[EXERCISE DETAILS]
The required result is the exact run of lines beginning at the one containing "Task: each instance of the blurred background" and ending at the last line of the entries.

[INPUT MATERIAL]
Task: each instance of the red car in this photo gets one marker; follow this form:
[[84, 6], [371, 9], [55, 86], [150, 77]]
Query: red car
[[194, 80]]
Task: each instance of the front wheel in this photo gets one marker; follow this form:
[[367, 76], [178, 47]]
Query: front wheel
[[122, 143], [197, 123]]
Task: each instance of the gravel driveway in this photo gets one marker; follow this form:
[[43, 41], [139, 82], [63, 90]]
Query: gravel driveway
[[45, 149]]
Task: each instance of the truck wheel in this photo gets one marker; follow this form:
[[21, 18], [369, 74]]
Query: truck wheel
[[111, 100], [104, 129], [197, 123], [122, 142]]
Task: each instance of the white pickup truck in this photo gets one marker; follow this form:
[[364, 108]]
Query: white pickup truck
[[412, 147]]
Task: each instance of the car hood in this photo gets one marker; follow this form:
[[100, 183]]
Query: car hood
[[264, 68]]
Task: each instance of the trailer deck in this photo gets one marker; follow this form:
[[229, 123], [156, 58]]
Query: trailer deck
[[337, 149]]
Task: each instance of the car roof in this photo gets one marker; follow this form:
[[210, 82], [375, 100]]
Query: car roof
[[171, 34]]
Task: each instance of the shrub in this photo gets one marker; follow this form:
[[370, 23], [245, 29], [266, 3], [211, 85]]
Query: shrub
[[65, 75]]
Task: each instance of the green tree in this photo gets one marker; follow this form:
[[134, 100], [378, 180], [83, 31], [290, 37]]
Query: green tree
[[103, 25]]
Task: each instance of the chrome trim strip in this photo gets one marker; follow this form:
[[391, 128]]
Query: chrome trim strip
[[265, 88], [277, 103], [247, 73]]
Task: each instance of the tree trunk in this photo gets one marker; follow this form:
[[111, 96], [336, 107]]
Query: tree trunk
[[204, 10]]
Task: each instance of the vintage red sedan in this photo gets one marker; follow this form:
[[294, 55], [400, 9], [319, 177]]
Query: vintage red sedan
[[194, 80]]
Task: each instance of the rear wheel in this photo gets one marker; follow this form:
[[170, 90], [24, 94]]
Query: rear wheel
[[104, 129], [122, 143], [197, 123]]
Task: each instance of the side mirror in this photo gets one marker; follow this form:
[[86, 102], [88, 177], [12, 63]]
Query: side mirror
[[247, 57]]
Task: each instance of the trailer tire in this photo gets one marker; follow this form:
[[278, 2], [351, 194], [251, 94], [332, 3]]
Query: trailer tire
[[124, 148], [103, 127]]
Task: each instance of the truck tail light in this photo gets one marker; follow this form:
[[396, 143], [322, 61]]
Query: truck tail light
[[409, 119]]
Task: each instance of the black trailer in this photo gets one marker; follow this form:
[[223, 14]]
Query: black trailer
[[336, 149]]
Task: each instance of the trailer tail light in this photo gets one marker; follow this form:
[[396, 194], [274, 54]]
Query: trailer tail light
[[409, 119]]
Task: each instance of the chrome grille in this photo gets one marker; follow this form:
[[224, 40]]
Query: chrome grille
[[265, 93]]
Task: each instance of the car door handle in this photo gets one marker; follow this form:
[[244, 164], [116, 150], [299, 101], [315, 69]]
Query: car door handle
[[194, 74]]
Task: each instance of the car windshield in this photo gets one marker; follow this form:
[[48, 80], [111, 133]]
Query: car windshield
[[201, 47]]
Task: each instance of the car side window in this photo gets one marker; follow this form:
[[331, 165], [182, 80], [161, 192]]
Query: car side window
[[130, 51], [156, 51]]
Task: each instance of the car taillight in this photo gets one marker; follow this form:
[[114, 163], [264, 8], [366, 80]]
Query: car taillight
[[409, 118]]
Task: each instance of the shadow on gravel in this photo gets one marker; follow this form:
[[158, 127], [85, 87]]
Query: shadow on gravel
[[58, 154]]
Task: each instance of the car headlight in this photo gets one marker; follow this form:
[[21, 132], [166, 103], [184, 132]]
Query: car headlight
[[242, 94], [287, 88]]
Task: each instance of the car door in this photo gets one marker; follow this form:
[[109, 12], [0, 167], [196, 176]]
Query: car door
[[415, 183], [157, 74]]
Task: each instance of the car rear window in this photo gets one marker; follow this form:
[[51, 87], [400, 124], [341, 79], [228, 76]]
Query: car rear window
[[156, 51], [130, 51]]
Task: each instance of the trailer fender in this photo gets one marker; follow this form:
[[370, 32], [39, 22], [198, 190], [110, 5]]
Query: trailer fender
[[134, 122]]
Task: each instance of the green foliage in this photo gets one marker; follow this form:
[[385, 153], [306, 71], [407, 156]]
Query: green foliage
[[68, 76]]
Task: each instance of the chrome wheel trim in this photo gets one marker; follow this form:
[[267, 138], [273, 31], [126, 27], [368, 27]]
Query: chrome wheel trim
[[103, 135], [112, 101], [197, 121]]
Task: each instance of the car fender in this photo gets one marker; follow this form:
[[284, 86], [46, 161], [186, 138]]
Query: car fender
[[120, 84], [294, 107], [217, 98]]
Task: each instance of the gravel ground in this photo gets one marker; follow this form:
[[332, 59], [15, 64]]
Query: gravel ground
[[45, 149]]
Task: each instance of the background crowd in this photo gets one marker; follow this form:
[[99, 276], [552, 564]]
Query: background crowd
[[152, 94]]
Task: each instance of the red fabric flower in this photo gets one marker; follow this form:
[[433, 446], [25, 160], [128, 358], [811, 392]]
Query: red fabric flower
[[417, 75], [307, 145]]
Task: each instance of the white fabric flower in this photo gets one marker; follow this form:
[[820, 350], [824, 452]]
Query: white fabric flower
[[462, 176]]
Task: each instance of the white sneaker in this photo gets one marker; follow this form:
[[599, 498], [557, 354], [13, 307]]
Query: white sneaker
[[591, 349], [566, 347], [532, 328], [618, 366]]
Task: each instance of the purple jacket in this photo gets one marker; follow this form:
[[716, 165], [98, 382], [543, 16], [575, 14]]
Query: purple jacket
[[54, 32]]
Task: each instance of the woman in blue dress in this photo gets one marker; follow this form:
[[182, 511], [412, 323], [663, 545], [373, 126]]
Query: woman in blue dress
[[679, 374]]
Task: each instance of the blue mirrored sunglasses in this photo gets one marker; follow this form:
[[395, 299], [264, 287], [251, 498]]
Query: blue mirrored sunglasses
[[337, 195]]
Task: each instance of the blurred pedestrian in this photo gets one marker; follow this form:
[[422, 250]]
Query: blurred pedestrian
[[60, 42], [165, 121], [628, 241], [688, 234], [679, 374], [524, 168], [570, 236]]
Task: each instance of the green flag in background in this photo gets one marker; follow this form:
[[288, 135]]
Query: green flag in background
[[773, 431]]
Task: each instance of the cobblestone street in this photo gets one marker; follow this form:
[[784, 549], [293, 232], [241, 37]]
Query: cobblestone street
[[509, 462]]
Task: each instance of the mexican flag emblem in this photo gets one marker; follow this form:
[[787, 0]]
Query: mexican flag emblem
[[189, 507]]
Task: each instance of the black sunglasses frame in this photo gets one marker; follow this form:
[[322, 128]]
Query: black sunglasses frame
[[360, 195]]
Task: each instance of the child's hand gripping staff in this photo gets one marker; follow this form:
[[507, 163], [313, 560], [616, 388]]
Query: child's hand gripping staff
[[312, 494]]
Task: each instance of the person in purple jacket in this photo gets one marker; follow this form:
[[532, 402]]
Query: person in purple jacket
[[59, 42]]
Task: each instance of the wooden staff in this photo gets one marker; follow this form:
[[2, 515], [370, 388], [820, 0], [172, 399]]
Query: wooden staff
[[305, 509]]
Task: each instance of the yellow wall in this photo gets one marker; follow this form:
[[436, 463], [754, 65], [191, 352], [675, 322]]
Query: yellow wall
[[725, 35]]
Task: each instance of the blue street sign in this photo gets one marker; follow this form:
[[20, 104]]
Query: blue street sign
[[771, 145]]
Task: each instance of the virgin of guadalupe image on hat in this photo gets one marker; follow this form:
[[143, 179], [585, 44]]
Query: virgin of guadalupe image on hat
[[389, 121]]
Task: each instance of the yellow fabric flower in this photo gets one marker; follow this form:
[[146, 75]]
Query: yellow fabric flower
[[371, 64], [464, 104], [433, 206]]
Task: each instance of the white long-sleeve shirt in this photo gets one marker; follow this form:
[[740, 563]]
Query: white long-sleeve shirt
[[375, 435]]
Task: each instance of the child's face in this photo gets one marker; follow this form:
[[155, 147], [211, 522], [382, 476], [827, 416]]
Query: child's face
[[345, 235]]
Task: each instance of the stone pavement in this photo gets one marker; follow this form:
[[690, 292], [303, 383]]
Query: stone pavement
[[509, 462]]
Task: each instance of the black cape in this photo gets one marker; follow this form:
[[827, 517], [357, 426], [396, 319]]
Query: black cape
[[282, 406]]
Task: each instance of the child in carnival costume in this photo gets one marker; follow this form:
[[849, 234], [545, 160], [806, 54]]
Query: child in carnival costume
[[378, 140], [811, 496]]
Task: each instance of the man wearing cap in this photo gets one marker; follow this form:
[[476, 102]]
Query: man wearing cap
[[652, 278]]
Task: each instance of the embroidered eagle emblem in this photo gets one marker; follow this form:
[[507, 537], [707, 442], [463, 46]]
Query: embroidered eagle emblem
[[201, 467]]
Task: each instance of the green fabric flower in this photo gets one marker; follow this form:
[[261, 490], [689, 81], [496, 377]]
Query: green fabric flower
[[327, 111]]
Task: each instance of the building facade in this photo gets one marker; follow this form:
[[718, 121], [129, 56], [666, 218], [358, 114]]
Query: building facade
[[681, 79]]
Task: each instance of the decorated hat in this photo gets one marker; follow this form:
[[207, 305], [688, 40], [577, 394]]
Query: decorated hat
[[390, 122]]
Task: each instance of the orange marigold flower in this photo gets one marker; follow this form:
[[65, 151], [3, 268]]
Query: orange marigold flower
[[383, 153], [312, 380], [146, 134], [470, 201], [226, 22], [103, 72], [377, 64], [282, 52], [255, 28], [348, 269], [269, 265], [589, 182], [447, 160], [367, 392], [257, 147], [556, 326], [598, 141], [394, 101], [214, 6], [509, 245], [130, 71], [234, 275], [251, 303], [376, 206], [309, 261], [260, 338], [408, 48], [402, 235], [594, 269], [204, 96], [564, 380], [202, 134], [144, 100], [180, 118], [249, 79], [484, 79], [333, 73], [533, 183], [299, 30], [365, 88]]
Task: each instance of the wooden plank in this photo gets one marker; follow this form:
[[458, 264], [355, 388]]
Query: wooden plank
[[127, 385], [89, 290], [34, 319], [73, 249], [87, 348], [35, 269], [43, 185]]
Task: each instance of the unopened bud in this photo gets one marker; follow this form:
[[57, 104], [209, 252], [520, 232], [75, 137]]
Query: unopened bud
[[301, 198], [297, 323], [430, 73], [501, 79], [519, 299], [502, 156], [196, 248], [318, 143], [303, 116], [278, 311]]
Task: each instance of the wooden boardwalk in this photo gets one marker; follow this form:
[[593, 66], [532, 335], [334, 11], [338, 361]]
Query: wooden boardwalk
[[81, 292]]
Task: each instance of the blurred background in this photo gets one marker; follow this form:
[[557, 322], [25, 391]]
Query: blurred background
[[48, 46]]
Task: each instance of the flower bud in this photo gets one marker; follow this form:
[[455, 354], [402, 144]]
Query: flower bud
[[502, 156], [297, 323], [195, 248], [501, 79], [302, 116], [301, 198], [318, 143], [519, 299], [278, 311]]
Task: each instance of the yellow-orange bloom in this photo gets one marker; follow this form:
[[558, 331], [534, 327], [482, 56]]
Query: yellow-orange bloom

[EXPECTED OUTPUT]
Task: each instance of the blurred background in this photo gets one marker; follow this form:
[[557, 322], [25, 391]]
Query: blurred background
[[48, 46]]
Task: each instance of the flower bud in this photo gets one marker; follow this form:
[[455, 354], [402, 144]]
Query: flower bud
[[502, 156], [297, 323], [195, 248], [501, 79], [302, 116], [301, 198], [318, 143], [519, 299], [278, 311]]
Task: each instance of the yellow-orange bloom in this photo gets one marker; follow this form:
[[558, 331], [534, 327], [482, 56]]
Query: yellow-orange bloom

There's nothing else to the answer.